QUOTED TEXT:
# Can goat's milk be used in m&p ??



## shivani (Dec 2, 2013)

Hi!! I have got some goat's milk from a friend..i will make a cold process batch with it,and will still have some milk remaining..any suggestions how it can be utilised for other purpose or can it be used in m&p process??


----------



## Derpina Bubbles (Dec 2, 2013)

Interesting. I've used goats milk M & P base before and I've read about people adding powdered goats milk to M & P as well but not fresh milk. Not sure it would be a good thing, but so not an expert.


----------



## shivani (Dec 2, 2013)

Thanx derpina!!


----------



## lisamaliga (Dec 4, 2013)

Powdered goat's milk is fine to add to melt and pour base. Usually 1 teaspoon per pound of soap is all you need.


----------



## Khanjari (Dec 4, 2013)

I have never tried it. Let me know if you add it and how it turns out, Shivani


----------



## shivani (Dec 5, 2013)

I made CP with it only..rest is freezing..


----------



## shivani (Dec 5, 2013)

Here's it.


----------



## Khanjari (Dec 9, 2013)

Turned out great, Shivani! I like it.


----------



## judymoody (Dec 9, 2013)

shivani said:


> Hi!! I have got some goat's milk from a friend..i will make a cold process batch with it,and will still have some milk remaining..any suggestions how it can be utilised for other purpose or can it be used in m&p process??



I don't do M&P but from my reading, I believe that fresh ingredients would spoil if added to M&P soap.  This is not the case in CP.  I'm glad you went that route.  Your soap is lovely.


----------



## shivani (Dec 10, 2013)

Thank you!!  this is the one made with remaining milk.


----------



## Derpina Bubbles (Dec 10, 2013)

Shivani they look absolutely gorgeous. The 2nd batch has me craving caramel. How did you get that swirl effect in the 2nd batch?


----------



## shivani (Dec 10, 2013)

Thanx derpina!! I separated the batter in two at medium trace..one was plain,one brown..then I poured the layers one after other in a U pattern..then swirled also in  U pattern,first diagonal from one side,then the opp side..i hope u understood.


----------



## shivani (Dec 10, 2013)

PROBLEM A: Please copy the records from the line containing "Task: locate the sand bank." through the line containing "column 311, row 57", leaving out the pictures.

TASK DATA:
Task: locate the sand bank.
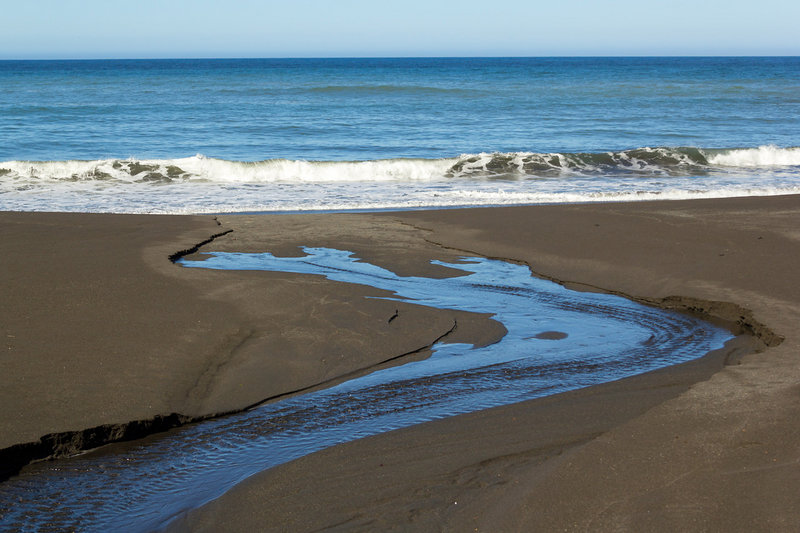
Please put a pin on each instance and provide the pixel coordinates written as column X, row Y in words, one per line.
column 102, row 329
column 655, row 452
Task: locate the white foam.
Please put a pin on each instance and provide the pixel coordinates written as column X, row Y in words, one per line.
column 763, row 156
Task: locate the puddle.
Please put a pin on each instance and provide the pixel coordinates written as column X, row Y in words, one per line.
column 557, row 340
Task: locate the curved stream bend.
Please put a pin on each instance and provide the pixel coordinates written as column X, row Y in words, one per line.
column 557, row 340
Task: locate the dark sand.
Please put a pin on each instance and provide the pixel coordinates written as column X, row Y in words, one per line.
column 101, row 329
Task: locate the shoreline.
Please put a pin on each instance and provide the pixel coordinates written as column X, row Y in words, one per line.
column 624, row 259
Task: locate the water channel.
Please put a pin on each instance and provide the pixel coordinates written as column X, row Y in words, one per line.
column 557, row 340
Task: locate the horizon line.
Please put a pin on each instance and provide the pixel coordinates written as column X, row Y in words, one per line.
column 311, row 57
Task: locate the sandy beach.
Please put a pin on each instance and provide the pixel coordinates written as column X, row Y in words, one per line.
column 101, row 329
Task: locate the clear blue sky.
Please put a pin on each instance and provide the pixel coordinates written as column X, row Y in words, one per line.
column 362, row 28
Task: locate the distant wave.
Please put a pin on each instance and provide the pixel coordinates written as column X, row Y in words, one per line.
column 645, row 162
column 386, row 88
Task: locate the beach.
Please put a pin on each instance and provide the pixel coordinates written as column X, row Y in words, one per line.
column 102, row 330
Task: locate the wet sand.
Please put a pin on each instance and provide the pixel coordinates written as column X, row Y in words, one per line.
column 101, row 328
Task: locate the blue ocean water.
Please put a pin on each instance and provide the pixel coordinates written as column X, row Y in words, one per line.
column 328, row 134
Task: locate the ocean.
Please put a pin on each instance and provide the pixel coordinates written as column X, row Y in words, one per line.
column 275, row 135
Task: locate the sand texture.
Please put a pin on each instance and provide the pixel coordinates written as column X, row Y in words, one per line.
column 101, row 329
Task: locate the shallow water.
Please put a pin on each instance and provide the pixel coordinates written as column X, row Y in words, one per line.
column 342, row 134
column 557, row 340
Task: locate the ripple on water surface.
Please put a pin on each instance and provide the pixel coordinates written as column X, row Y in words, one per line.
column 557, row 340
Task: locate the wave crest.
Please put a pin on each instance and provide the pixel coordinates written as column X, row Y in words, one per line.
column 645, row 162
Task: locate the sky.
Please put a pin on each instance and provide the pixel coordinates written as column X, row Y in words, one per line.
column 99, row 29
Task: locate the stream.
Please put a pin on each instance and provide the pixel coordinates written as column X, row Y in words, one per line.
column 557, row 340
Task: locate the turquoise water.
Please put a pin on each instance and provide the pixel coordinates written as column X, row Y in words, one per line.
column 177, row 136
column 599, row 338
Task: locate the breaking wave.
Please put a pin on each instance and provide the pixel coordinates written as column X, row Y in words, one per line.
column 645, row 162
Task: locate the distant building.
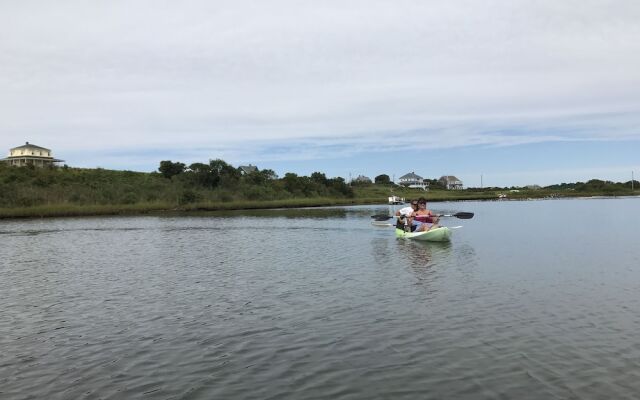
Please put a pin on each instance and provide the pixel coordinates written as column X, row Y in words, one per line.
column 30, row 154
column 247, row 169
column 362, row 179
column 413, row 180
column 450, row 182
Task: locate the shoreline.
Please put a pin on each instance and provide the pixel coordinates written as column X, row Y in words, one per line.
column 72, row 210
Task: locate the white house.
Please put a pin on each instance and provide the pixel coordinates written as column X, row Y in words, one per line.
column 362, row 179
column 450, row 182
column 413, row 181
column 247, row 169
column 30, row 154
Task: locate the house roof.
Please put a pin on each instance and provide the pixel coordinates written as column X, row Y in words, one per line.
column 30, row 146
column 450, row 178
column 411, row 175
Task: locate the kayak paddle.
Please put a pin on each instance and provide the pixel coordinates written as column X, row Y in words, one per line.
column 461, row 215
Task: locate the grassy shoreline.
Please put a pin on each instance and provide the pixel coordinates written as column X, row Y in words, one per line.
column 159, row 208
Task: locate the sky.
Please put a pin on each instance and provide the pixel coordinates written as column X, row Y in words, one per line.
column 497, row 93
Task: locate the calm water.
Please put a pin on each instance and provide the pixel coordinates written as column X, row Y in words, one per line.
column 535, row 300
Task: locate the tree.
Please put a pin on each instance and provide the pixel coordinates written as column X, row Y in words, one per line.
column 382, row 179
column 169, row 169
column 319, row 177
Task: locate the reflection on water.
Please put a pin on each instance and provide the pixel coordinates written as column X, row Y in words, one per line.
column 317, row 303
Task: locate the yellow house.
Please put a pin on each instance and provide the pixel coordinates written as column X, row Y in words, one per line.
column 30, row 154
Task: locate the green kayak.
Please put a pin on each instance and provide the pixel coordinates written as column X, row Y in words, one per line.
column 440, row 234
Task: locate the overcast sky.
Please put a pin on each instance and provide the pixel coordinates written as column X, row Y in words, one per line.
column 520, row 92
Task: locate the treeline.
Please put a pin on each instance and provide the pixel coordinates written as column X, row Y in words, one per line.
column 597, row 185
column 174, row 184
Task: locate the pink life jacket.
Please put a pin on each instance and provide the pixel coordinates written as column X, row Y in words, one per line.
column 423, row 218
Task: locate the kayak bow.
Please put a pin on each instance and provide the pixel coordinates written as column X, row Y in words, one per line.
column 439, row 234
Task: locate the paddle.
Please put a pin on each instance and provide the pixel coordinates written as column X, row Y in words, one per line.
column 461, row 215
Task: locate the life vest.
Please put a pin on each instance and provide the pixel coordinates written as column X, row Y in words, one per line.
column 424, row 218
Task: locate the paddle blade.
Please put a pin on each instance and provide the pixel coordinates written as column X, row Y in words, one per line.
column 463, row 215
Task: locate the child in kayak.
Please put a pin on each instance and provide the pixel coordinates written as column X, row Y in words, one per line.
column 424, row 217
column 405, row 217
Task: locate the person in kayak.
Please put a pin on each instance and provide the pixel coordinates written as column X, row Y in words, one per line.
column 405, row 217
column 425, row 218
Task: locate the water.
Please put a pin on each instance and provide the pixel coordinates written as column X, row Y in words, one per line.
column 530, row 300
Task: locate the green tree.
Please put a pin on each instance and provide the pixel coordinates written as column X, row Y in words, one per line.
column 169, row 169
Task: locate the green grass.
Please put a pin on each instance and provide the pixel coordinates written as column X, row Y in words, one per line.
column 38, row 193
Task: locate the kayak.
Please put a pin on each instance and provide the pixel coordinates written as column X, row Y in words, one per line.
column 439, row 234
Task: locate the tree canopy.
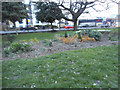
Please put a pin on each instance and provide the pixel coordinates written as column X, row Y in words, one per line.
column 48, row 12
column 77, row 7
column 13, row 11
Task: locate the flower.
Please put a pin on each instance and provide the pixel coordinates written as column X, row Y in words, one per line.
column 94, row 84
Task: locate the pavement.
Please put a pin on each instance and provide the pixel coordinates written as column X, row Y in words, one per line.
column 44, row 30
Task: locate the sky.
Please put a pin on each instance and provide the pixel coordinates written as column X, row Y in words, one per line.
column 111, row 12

...

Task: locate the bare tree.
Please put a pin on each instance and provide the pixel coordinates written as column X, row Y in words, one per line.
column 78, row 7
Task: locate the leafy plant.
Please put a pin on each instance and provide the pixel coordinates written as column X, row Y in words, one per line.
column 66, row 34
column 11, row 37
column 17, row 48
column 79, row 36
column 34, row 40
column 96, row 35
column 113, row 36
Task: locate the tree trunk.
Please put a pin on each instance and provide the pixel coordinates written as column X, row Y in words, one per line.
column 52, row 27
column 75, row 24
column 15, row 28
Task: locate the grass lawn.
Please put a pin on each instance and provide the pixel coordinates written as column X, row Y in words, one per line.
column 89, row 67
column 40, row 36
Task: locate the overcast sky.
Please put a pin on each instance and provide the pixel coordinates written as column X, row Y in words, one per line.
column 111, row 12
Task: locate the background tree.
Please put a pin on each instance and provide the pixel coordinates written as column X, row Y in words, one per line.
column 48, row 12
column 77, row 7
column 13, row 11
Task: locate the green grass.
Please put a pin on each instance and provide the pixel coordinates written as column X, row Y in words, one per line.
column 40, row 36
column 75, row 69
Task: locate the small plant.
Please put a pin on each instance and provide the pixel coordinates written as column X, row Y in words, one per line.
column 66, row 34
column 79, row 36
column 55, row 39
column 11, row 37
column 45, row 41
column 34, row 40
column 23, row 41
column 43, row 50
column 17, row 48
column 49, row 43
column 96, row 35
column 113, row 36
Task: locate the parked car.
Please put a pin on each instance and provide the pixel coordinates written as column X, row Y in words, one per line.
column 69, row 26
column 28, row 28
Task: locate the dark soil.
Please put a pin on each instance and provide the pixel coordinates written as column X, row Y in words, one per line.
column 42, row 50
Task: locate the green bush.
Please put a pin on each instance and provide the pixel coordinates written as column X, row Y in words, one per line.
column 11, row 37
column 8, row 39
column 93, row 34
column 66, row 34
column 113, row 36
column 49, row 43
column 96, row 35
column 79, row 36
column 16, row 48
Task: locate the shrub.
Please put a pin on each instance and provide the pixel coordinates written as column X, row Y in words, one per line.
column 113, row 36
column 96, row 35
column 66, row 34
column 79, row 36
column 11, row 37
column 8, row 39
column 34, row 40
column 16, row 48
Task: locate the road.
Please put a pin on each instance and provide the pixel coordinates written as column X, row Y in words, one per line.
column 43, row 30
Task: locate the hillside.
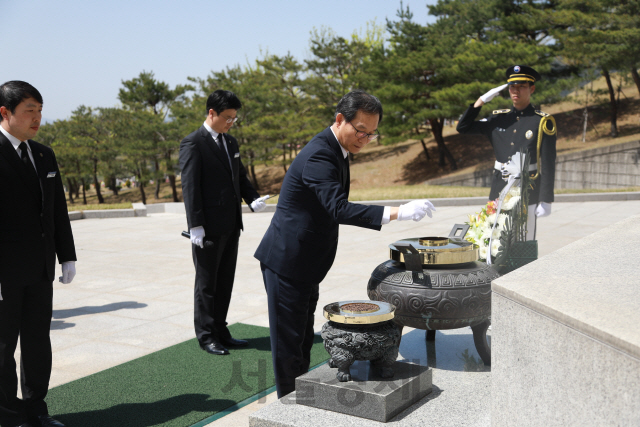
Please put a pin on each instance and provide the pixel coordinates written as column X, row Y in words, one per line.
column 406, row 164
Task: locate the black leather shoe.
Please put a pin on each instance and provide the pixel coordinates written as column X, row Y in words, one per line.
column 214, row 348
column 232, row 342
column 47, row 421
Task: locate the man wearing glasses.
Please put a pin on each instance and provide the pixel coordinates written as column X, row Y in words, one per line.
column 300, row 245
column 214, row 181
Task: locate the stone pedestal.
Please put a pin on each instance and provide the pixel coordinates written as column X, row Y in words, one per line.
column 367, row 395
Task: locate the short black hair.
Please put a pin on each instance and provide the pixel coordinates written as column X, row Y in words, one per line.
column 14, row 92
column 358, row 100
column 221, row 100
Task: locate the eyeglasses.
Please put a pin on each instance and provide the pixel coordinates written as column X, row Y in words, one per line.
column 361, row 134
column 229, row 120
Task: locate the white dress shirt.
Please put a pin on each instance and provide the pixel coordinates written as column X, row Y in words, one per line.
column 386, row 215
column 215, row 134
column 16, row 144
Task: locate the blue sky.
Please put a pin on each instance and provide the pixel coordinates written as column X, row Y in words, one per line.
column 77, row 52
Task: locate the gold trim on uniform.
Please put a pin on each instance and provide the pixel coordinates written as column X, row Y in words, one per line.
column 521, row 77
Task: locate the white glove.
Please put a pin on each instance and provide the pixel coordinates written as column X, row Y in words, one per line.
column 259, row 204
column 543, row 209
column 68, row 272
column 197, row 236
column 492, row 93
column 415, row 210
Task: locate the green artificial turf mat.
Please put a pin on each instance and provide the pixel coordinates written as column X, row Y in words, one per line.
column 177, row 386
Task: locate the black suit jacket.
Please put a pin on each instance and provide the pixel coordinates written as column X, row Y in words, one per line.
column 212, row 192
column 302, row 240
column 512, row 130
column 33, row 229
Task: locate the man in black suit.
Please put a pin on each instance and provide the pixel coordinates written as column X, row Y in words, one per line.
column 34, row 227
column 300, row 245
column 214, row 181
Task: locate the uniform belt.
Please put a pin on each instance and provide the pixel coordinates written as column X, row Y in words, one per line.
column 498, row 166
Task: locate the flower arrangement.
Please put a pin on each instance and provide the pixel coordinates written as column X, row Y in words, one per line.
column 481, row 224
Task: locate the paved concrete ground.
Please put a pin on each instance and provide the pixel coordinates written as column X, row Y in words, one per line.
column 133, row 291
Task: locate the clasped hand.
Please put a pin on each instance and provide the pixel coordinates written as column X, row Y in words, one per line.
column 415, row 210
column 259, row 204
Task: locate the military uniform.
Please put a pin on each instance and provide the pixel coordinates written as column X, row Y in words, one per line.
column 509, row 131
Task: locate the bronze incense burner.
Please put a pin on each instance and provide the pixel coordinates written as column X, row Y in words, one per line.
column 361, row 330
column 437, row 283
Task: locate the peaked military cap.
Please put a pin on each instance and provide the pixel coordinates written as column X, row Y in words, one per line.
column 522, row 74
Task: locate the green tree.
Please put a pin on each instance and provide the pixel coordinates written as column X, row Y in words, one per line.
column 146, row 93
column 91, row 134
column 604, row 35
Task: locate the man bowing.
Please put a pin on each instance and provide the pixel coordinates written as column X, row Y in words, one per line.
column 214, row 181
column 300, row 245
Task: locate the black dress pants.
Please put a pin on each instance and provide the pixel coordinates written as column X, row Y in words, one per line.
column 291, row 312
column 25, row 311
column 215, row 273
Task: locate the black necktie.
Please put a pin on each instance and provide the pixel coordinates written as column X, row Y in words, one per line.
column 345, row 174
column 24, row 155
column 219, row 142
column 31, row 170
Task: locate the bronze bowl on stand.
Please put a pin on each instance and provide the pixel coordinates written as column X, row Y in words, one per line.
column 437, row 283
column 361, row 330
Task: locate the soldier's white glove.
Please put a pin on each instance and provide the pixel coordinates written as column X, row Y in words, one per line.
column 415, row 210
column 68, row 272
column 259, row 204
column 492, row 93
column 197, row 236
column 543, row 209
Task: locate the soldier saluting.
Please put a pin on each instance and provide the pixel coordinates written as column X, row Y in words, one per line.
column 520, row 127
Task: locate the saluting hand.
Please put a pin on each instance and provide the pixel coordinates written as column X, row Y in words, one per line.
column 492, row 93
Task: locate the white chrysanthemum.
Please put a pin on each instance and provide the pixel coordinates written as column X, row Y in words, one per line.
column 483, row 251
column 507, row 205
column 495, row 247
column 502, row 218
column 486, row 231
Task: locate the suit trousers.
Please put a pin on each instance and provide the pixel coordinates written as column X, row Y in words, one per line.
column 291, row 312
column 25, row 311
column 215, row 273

==

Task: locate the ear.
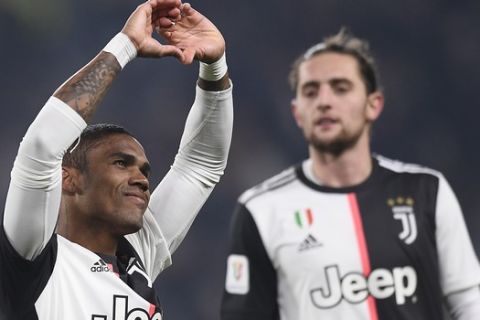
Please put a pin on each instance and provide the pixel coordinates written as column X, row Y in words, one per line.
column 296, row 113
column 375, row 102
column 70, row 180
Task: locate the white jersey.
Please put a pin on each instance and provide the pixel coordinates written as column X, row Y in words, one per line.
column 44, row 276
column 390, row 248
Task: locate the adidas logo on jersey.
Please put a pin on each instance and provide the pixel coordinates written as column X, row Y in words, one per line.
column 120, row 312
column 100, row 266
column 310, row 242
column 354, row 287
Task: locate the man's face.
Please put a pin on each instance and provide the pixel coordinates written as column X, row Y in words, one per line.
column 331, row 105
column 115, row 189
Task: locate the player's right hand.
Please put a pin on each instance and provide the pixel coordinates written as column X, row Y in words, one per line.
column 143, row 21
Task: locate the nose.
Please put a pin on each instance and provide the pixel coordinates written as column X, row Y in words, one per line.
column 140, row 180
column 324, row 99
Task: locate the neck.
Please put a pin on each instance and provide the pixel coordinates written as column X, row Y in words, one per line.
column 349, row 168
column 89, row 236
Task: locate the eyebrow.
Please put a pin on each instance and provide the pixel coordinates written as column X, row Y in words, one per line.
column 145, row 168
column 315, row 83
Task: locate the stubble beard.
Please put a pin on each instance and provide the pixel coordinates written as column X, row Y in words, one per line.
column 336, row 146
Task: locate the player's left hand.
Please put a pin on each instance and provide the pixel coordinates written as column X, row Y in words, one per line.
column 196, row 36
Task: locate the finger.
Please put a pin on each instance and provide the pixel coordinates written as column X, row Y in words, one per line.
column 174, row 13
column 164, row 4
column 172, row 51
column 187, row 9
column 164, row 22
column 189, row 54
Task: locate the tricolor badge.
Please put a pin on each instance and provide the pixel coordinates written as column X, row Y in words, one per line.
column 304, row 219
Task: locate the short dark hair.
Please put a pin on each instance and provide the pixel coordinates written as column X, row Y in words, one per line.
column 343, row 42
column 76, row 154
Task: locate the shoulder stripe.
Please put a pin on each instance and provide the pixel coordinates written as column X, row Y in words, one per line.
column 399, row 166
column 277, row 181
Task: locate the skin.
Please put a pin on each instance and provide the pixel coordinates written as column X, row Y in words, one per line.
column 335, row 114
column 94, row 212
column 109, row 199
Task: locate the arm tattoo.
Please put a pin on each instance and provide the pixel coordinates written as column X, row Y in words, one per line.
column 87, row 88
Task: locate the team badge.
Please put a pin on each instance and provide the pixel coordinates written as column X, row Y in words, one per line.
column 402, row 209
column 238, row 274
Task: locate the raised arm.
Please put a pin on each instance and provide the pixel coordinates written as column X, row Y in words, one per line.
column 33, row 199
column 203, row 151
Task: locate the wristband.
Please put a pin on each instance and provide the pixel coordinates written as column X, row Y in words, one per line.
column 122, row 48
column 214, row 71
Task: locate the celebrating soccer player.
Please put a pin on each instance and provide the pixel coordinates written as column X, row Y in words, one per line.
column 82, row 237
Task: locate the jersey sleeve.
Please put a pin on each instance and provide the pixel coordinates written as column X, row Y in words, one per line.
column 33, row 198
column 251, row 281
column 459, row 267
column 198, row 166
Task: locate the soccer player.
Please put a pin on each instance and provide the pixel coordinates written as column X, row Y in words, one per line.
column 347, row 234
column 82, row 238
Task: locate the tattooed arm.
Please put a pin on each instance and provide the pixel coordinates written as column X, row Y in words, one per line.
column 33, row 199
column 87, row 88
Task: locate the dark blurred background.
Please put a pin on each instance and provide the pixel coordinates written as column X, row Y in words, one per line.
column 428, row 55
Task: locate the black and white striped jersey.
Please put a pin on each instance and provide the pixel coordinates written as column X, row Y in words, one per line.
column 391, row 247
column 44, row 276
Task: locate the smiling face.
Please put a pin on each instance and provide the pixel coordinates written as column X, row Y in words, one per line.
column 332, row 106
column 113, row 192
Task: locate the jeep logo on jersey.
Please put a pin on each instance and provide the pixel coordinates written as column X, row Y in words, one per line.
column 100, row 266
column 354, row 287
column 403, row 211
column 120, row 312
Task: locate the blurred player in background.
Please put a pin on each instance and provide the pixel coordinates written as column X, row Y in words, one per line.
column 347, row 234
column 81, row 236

PROBLEM B:
Answer these about the goat's milk thread:
(i) How much powdered goat's milk per pound of soap does lisamaliga say is usually needed?
(ii) According to shivani's post of Dec 5, what is happening to the rest of the milk?
(iii) At what stage did shivani separate the batter in two?

EXPECTED ANSWER A:
Task: locate the sand bank.
Please put a pin on each instance and provide the pixel coordinates written as column X, row Y in words, one per line.
column 102, row 329
column 655, row 452
Task: locate the white foam.
Please put a pin on each instance and provide the pixel coordinates written as column X, row Y in words, one per line.
column 763, row 156
Task: locate the puddle.
Please put a pin on each instance and provide the pixel coordinates written as column X, row Y in words, one per line.
column 557, row 340
Task: locate the curved stream bend.
Please put a pin on each instance and provide the pixel coordinates written as column X, row Y in words, one per line.
column 557, row 340
Task: locate the dark sand.
Please put a pin on each instance and provide the pixel coordinates written as column X, row Y in words, one per line.
column 101, row 329
Task: locate the shoreline.
Please put a pin on each instance and provide the pixel coordinates written as column X, row Y in words, one per line.
column 624, row 259
Task: locate the water channel.
Please put a pin on each instance and provide the pixel coordinates written as column X, row Y in words, one per line.
column 557, row 340
Task: locate the horizon line.
Please put a pin on each instance and provide the pixel coordinates written as column X, row Y in words, one per line.
column 311, row 57

EXPECTED ANSWER B:
(i) 1 teaspoon
(ii) It is freezing.
(iii) At medium trace